***** Material de origem

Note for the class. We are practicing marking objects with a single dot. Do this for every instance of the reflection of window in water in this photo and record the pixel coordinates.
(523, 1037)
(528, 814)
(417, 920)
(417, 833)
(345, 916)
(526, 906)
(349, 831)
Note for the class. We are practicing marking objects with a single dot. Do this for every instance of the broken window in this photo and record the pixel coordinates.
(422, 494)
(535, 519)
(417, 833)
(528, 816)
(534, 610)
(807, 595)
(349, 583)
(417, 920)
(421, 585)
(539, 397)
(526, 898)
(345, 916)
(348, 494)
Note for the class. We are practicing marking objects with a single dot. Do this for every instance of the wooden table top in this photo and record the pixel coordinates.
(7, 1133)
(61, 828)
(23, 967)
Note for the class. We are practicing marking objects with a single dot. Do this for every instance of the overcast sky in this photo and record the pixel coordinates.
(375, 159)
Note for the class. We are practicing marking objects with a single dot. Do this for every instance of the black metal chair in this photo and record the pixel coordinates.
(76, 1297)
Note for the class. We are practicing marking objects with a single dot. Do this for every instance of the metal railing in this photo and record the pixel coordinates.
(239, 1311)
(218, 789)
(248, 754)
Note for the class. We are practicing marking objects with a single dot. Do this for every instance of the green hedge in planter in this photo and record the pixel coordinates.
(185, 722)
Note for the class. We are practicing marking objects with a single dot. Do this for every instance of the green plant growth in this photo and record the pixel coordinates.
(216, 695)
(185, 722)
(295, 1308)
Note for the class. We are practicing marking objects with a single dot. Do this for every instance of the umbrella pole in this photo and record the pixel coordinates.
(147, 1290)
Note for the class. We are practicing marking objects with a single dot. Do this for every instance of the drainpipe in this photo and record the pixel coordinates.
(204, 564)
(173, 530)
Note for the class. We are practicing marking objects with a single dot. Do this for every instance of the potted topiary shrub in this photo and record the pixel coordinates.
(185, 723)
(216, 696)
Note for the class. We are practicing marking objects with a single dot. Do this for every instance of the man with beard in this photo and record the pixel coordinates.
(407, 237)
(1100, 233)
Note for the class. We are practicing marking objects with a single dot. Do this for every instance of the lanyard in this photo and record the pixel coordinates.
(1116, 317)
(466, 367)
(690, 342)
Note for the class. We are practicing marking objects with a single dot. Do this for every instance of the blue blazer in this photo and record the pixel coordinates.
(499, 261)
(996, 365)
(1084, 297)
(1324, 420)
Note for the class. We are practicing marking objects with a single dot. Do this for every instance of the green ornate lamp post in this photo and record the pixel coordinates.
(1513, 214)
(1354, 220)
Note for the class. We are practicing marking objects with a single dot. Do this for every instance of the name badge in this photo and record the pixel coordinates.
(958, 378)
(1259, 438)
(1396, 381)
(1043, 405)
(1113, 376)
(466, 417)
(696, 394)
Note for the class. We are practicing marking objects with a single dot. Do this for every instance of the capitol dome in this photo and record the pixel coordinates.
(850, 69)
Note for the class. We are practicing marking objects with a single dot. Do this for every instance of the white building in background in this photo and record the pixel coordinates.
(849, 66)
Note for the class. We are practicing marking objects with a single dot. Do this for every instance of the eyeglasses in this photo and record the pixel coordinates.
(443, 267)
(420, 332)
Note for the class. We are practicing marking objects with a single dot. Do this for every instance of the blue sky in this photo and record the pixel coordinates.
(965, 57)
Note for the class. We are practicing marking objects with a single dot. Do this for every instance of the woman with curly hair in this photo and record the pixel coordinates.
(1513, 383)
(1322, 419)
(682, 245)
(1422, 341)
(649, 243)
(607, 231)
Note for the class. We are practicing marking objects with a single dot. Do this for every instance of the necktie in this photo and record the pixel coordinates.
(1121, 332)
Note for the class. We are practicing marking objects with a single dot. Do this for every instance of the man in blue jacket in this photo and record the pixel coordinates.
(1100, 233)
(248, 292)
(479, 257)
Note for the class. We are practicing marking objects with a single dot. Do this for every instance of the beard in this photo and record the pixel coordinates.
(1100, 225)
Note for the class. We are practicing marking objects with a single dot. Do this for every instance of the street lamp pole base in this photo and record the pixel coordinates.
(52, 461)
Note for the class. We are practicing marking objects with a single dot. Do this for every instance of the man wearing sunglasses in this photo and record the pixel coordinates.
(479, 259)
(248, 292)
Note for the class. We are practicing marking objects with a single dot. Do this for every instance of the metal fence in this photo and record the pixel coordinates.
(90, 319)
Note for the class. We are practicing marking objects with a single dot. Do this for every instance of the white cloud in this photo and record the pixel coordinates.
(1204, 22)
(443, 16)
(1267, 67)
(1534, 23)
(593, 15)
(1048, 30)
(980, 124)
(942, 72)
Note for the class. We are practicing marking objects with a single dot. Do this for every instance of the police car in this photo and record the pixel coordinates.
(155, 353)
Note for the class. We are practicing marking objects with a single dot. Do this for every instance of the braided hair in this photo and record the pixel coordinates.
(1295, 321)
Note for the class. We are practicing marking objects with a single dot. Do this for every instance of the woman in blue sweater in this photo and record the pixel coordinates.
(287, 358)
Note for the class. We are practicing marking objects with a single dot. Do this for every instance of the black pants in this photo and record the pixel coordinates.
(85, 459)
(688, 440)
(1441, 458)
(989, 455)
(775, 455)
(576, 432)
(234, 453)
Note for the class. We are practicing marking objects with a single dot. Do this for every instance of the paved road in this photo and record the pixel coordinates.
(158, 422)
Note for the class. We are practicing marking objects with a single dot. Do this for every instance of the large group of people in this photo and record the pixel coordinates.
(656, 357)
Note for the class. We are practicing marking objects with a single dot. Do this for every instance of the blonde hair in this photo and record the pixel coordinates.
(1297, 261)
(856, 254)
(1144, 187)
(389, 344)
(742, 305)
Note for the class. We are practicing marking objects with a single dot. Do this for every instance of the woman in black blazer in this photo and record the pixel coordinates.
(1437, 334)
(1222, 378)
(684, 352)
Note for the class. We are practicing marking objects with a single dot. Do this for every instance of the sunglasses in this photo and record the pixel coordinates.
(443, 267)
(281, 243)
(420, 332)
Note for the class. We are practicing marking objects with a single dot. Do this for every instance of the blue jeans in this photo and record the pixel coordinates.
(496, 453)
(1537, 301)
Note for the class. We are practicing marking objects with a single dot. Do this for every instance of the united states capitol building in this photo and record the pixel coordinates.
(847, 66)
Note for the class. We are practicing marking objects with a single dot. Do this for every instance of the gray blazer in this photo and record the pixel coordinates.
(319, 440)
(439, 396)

**********

• Para fazer: Reescreva em forma de lista numerada somente as linhas do material acima que vão do início até a linha que contém "(295, 1308)", incluindo essa linha, e deixe de fora as linhas em branco.

• Resposta escrita:
1. Note for the class. We are practicing marking objects with a single dot. Do this for every instance of the reflection of window in water in this photo and record the pixel coordinates.
2. (523, 1037)
3. (528, 814)
4. (417, 920)
5. (417, 833)
6. (345, 916)
7. (526, 906)
8. (349, 831)
9. Note for the class. We are practicing marking objects with a single dot. Do this for every instance of the broken window in this photo and record the pixel coordinates.
10. (422, 494)
11. (535, 519)
12. (417, 833)
13. (528, 816)
14. (534, 610)
15. (807, 595)
16. (349, 583)
17. (417, 920)
18. (421, 585)
19. (539, 397)
20. (526, 898)
21. (345, 916)
22. (348, 494)
23. Note for the class. We are practicing marking objects with a single dot. Do this for every instance of the wooden table top in this photo and record the pixel coordinates.
24. (7, 1133)
25. (61, 828)
26. (23, 967)
27. Note for the class. We are practicing marking objects with a single dot. Do this for every instance of the overcast sky in this photo and record the pixel coordinates.
28. (375, 159)
29. Note for the class. We are practicing marking objects with a single dot. Do this for every instance of the black metal chair in this photo and record the pixel coordinates.
30. (76, 1297)
31. Note for the class. We are practicing marking objects with a single dot. Do this for every instance of the metal railing in this photo and record the pixel coordinates.
32. (239, 1311)
33. (218, 789)
34. (248, 754)
35. Note for the class. We are practicing marking objects with a single dot. Do this for every instance of the green hedge in planter in this photo and record the pixel coordinates.
36. (185, 722)
37. Note for the class. We are practicing marking objects with a single dot. Do this for every instance of the green plant growth in this photo and record the pixel coordinates.
38. (216, 695)
39. (185, 722)
40. (295, 1308)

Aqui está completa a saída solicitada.